_MATERIAL FOR THIS TASK_:
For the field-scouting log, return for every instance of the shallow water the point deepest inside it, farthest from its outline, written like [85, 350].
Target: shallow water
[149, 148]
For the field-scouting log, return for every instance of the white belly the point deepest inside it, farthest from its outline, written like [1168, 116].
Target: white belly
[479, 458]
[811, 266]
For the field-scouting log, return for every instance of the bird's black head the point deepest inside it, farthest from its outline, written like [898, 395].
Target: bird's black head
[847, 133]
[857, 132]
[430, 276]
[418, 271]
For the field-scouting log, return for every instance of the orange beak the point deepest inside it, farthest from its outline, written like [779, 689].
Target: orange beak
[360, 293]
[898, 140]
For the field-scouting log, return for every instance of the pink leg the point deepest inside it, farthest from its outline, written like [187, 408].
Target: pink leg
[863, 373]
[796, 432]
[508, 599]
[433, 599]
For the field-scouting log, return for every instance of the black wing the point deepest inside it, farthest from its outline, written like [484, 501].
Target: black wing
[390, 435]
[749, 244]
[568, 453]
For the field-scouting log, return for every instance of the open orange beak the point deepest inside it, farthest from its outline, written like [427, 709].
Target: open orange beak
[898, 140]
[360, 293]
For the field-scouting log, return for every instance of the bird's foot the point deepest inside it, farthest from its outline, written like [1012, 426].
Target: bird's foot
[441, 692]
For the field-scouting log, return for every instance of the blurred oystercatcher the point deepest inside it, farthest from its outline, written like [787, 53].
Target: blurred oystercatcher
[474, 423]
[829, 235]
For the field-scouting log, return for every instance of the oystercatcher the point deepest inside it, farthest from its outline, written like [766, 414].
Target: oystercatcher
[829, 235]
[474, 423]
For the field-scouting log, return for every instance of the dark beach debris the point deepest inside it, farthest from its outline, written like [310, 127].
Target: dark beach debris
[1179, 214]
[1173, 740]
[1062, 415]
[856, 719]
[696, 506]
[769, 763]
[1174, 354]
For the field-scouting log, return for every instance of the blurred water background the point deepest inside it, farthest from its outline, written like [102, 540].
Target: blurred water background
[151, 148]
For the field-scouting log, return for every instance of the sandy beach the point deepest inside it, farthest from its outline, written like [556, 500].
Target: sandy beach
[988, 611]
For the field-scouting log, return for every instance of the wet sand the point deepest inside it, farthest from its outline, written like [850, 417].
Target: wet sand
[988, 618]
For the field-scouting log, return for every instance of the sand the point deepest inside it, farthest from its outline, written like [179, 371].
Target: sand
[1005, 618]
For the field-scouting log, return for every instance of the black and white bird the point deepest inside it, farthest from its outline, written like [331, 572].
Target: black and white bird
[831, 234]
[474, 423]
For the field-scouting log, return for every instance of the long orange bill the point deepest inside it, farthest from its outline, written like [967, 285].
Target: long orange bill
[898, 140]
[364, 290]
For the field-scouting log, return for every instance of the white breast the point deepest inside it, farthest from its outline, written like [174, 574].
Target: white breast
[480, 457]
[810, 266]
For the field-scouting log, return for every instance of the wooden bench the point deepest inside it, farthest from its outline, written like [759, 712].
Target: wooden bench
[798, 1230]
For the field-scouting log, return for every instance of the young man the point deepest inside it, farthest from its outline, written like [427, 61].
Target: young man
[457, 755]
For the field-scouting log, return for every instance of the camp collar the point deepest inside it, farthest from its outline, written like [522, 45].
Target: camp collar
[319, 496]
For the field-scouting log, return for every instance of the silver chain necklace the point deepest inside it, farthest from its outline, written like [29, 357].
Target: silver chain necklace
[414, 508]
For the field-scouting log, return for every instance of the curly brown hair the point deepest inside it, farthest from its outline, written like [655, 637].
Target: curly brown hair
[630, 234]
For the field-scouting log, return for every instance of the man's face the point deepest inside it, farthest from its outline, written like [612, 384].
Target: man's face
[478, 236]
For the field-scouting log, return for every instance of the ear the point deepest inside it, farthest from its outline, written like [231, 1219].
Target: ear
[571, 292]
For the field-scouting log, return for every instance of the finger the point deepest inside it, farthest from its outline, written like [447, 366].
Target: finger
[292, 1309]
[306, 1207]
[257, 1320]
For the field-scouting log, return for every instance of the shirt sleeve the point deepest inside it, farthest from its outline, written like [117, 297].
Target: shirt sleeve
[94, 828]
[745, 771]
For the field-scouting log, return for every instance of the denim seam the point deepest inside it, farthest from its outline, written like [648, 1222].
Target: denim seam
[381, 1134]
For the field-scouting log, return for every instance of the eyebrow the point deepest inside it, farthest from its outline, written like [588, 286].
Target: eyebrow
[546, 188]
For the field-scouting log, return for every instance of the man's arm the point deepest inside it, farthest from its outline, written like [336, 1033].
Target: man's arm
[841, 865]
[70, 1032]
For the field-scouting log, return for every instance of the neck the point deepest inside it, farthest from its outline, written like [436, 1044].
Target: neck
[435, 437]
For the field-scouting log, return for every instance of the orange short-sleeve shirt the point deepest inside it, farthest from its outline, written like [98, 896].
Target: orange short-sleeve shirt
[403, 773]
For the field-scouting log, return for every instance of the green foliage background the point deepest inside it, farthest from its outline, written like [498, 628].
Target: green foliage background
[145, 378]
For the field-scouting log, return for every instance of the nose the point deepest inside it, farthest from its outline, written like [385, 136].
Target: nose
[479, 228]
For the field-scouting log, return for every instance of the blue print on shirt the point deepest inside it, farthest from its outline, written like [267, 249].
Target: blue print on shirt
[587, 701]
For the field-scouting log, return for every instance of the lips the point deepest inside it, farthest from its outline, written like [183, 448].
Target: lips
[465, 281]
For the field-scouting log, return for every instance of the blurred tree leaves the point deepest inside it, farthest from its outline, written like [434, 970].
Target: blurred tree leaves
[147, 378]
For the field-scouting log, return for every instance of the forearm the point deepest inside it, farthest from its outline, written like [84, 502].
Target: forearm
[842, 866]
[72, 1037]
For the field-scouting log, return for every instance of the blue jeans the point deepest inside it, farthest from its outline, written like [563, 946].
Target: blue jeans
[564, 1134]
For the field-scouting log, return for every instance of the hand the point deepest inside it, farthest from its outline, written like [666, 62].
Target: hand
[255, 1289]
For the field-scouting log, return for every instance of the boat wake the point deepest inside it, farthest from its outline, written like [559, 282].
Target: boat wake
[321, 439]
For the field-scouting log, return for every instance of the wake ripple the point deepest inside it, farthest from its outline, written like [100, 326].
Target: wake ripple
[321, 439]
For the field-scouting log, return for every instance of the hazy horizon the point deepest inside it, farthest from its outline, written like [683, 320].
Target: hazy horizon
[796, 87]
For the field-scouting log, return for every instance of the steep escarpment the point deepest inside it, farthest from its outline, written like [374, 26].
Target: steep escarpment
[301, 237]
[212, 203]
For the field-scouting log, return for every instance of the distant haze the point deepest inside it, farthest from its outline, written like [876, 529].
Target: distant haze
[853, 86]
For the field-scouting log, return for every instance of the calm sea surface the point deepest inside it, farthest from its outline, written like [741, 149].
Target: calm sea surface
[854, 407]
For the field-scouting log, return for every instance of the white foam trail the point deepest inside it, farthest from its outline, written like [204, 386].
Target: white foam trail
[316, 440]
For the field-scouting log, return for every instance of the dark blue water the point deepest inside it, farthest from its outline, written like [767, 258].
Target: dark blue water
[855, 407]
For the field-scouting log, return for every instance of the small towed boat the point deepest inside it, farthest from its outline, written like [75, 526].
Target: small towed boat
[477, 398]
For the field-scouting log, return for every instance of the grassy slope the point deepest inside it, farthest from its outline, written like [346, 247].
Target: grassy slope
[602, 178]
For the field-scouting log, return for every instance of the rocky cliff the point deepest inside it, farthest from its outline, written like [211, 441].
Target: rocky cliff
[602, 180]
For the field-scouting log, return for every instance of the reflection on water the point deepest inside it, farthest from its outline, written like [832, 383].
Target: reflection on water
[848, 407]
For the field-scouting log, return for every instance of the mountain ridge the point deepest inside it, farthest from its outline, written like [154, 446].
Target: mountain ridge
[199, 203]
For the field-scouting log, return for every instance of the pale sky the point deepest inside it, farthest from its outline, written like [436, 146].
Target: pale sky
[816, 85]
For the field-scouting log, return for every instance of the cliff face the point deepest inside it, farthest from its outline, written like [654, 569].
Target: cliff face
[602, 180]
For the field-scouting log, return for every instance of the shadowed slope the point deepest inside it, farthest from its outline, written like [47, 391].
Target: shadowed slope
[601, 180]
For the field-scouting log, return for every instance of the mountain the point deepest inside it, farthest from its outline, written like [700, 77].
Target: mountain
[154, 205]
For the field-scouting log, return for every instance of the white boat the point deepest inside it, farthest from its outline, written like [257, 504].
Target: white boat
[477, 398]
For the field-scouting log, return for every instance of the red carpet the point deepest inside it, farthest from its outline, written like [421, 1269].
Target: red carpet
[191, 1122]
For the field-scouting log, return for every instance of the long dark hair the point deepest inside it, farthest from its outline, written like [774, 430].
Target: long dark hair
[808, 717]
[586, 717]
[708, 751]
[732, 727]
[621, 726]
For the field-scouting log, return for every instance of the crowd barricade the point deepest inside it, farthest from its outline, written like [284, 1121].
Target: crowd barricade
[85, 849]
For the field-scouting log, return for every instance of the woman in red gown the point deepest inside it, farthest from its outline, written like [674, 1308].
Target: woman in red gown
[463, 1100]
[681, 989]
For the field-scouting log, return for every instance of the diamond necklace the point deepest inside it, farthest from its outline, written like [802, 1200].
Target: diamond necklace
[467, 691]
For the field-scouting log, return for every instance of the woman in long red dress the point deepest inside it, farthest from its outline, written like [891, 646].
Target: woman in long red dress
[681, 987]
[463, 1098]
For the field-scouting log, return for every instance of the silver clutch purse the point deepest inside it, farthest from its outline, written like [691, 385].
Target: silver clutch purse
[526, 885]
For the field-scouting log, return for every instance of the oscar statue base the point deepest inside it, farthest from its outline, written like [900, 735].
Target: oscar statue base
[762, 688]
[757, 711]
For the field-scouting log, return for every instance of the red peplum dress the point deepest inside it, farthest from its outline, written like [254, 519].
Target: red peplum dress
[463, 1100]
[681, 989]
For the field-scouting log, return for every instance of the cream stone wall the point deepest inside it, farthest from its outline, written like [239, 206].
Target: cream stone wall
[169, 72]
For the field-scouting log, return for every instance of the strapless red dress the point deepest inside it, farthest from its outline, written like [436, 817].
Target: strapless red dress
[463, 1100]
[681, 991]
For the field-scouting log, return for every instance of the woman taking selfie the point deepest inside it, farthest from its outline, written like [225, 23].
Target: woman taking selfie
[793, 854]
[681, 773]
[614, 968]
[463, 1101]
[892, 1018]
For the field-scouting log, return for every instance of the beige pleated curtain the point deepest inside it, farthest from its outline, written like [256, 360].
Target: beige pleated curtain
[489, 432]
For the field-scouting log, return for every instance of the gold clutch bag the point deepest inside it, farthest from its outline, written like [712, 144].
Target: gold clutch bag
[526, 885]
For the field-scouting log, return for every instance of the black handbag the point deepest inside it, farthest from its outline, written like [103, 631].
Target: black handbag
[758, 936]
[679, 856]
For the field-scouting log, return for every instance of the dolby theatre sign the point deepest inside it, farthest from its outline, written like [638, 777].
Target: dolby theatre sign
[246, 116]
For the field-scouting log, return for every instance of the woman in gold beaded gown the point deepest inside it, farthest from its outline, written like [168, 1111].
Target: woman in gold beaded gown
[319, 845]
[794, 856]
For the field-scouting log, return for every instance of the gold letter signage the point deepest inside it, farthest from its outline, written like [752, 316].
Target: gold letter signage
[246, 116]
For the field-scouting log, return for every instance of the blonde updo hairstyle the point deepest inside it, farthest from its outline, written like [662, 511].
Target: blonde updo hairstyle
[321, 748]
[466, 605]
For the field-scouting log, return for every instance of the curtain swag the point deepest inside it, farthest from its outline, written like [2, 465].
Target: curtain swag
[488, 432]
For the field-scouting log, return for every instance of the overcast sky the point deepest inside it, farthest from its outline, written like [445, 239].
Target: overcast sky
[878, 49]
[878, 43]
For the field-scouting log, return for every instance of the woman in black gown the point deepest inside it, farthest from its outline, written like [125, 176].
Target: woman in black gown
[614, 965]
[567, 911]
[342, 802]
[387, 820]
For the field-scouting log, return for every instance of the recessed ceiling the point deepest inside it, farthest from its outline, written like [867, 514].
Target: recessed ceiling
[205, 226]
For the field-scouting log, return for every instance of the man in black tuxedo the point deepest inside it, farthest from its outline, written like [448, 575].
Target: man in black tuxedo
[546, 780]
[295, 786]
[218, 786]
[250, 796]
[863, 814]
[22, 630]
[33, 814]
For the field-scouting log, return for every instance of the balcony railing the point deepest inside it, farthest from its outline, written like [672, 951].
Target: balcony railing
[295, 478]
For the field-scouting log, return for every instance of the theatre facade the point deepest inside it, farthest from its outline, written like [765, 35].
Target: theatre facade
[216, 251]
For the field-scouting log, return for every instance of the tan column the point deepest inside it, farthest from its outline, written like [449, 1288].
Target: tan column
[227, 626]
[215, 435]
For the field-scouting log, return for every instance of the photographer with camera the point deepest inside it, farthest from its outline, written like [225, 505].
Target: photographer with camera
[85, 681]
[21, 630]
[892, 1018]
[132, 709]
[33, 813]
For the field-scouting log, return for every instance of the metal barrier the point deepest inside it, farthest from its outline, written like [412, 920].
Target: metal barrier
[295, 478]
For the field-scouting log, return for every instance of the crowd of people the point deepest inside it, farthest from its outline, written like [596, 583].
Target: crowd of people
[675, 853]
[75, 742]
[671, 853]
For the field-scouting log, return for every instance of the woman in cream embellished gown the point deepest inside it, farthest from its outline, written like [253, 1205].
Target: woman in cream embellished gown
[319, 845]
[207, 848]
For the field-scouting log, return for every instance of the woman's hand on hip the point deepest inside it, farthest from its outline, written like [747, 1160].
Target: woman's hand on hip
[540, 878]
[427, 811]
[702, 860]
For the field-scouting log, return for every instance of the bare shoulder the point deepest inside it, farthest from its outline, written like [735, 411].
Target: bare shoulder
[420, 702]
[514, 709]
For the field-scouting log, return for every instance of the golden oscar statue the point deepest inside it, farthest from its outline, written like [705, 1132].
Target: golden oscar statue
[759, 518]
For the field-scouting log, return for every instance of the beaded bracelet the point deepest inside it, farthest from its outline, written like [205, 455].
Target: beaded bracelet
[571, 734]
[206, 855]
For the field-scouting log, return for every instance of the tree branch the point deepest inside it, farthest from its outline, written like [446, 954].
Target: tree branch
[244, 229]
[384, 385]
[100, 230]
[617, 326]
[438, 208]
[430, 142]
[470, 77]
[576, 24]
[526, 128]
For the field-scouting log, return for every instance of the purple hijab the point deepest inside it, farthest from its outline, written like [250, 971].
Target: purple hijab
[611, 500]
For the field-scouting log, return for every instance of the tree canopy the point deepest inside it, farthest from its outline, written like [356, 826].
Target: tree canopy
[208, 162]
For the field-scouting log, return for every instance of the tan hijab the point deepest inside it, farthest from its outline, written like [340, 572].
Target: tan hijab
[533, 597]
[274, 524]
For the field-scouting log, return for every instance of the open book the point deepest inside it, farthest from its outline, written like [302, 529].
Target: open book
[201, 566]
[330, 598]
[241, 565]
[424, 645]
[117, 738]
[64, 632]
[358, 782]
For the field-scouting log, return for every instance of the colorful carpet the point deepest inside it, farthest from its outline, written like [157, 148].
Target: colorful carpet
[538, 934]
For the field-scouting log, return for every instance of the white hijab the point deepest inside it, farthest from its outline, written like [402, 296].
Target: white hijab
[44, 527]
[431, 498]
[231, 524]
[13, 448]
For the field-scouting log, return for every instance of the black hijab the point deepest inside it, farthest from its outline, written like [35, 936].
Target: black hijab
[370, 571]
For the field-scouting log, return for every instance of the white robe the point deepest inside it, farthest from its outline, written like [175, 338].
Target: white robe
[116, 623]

_PROBLEM TO WORK ON_: Render the lines as a Markdown table with the columns No. and Line, starting at the line containing "like [759, 712]." and ending at the line containing "[381, 1134]". Number each line in order and leave out blank lines.

_OUTPUT_:
| No. | Line |
|---|---|
| 1 | For the field-scouting log, return for every instance of the wooden bench the point deepest inside it, farthest from its outline, written like [759, 712]. |
| 2 | Target: wooden bench |
| 3 | [798, 1230] |
| 4 | For the field-scouting log, return for every instance of the young man the point deepest inside it, farthest from its outline, written like [427, 61]. |
| 5 | Target: young man |
| 6 | [457, 755] |
| 7 | For the field-scouting log, return for every instance of the camp collar the point deepest inside it, farthest from its outline, written like [522, 45]. |
| 8 | Target: camp collar |
| 9 | [319, 496] |
| 10 | For the field-scouting log, return for every instance of the silver chain necklace the point deepest inside it, farthest from its outline, written like [29, 357]. |
| 11 | Target: silver chain necklace |
| 12 | [414, 508] |
| 13 | For the field-scouting log, return for every instance of the curly brown hair the point deepest inside it, farthest from its outline, written like [655, 637]. |
| 14 | Target: curly brown hair |
| 15 | [630, 234] |
| 16 | For the field-scouting log, return for every instance of the man's face the point deepest inside it, farthest from its outline, written like [612, 384]. |
| 17 | Target: man's face |
| 18 | [478, 236] |
| 19 | For the field-scouting log, return for every instance of the ear the point deepest inside it, farthest from its outline, written like [231, 1219]. |
| 20 | Target: ear |
| 21 | [571, 292] |
| 22 | For the field-scouting log, return for every instance of the finger the point deepest inside it, farthest from its outline, written like [447, 366]. |
| 23 | Target: finger |
| 24 | [292, 1309] |
| 25 | [306, 1207] |
| 26 | [257, 1320] |
| 27 | For the field-scouting log, return for every instance of the shirt sleeve the point deepest inside it, farthest from its outline, written like [117, 297]. |
| 28 | Target: shirt sleeve |
| 29 | [94, 828] |
| 30 | [745, 771] |
| 31 | For the field-scouting log, return for every instance of the denim seam the point deepest inside it, farthest from its outline, written like [648, 1222]. |
| 32 | Target: denim seam |
| 33 | [381, 1134] |